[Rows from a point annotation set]
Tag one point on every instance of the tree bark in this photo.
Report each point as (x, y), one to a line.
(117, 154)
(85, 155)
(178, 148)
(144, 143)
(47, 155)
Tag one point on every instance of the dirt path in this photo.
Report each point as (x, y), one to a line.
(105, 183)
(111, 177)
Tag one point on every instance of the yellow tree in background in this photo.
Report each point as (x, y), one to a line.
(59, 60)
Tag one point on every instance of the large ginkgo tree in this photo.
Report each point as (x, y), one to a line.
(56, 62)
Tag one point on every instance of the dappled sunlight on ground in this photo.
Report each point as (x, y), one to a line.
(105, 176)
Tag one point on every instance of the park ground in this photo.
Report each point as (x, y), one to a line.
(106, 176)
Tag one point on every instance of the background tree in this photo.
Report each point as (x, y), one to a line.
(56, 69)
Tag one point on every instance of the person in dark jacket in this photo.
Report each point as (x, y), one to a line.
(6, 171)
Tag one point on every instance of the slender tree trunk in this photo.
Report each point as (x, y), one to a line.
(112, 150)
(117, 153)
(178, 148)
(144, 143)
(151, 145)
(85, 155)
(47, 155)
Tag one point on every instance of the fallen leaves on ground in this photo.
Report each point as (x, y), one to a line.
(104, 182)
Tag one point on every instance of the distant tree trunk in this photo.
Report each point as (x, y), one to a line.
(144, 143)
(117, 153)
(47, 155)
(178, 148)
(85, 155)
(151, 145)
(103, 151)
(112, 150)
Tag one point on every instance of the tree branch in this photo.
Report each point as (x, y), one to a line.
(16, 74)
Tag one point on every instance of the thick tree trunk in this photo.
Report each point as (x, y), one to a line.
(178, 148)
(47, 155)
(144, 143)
...
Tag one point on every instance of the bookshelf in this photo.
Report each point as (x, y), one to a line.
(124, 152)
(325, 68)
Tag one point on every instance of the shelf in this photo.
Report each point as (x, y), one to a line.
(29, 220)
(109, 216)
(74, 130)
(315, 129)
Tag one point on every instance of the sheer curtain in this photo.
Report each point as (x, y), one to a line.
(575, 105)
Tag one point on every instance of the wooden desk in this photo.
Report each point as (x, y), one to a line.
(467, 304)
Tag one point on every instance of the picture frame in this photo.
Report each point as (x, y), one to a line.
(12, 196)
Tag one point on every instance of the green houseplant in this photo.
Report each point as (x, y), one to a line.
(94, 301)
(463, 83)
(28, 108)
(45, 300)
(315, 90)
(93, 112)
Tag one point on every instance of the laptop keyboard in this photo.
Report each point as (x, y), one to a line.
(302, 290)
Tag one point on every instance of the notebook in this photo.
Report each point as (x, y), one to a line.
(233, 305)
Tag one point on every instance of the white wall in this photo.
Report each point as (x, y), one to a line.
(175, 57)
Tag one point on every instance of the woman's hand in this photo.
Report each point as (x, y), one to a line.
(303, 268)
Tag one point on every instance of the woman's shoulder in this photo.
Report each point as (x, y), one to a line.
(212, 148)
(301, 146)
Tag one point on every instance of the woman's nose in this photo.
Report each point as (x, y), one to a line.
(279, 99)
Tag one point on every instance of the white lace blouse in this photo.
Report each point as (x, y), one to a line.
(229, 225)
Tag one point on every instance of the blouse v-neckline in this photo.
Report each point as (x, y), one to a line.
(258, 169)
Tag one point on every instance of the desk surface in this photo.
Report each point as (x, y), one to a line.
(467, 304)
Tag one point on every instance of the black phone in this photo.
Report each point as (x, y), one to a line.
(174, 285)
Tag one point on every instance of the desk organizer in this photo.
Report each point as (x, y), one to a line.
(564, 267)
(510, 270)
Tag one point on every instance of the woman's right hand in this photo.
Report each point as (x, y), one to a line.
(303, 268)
--
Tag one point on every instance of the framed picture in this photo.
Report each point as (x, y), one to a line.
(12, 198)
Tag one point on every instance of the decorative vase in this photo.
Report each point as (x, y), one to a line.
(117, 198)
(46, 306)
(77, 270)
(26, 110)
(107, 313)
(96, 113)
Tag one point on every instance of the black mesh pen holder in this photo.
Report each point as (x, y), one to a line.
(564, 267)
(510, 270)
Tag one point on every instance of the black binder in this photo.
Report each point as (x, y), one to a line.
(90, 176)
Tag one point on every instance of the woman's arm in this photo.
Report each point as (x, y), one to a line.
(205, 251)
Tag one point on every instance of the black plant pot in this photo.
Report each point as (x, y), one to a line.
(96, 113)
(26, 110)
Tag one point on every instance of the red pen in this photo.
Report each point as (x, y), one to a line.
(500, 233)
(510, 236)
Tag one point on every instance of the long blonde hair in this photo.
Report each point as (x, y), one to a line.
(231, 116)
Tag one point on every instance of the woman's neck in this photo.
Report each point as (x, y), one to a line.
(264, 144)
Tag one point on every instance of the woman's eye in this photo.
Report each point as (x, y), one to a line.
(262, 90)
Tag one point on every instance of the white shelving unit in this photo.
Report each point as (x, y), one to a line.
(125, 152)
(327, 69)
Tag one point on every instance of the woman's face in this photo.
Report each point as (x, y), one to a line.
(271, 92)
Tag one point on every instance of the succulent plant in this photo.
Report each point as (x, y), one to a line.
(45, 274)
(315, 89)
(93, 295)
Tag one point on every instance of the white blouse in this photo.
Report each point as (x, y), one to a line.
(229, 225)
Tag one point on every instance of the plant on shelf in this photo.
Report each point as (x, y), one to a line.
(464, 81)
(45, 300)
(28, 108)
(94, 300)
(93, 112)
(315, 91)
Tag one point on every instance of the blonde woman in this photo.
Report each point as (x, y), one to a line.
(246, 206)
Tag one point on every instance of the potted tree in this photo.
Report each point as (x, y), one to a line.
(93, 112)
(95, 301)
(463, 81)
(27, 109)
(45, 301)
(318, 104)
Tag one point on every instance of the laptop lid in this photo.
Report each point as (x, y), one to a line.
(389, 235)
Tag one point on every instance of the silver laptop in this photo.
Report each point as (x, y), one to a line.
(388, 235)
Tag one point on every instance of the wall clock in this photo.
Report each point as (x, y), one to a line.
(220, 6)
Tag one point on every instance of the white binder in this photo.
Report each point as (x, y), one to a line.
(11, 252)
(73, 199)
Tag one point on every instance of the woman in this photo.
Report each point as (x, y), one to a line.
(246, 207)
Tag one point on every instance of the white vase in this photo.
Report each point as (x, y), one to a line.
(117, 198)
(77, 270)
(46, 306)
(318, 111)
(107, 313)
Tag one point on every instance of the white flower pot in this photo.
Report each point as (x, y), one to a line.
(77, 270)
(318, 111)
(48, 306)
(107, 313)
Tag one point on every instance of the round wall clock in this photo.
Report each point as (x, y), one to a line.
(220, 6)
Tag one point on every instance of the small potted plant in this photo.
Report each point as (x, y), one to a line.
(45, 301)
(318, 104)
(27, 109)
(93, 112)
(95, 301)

| GOAL OF THE EXERCISE |
Which of the rows above contain the string "potted"? Gather each such row and copy it in full.

| TASK SOLUTION |
Tag one point on every instance of the potted tree in this photo.
Tag one point on every instance of the small potted plant in this photo.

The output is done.